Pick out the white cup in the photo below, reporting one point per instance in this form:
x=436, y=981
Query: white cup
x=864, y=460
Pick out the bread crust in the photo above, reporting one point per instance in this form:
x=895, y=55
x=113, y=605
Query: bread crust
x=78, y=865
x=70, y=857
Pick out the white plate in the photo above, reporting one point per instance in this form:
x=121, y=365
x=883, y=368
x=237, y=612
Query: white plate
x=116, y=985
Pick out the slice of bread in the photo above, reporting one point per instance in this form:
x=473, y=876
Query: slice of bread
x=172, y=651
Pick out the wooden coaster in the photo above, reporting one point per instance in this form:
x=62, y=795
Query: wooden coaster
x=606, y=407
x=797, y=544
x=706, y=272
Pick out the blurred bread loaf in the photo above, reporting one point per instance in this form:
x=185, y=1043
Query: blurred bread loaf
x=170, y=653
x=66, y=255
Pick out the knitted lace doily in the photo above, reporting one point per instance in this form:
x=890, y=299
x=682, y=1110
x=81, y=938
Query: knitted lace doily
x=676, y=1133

Work to be completed:
Copy all of the data above word for word, keeping every line exactly as it stands.

Output of the task:
Pick out the white cup in the photo below, reporting one point per instance in this form:
x=436, y=981
Query: white cup
x=864, y=460
Pick out the bread crust in the photo above, reporting one point per instance in this form:
x=895, y=55
x=113, y=605
Query: bread crust
x=78, y=865
x=70, y=857
Pick out the white plate in the photo above, reporting one point per instance in this form:
x=121, y=365
x=883, y=368
x=237, y=612
Query: white plate
x=116, y=985
Pick out the slice of bread in the photo above, reporting one point per instance in this form:
x=473, y=876
Query: slice of bread
x=172, y=651
Pick out the wooden coaster in the photo above, reporting one point per instance in this form:
x=62, y=795
Query: wooden coaster
x=606, y=407
x=797, y=544
x=706, y=272
Pick out the blurred bread loaf in the photo above, reporting one point per instance in this form:
x=185, y=1043
Query: blurred bread loaf
x=170, y=653
x=66, y=255
Pick out the knitted lace doily in the photo above, reporting one point per instance in this form:
x=890, y=299
x=682, y=1110
x=81, y=938
Query: knitted lace doily
x=676, y=1133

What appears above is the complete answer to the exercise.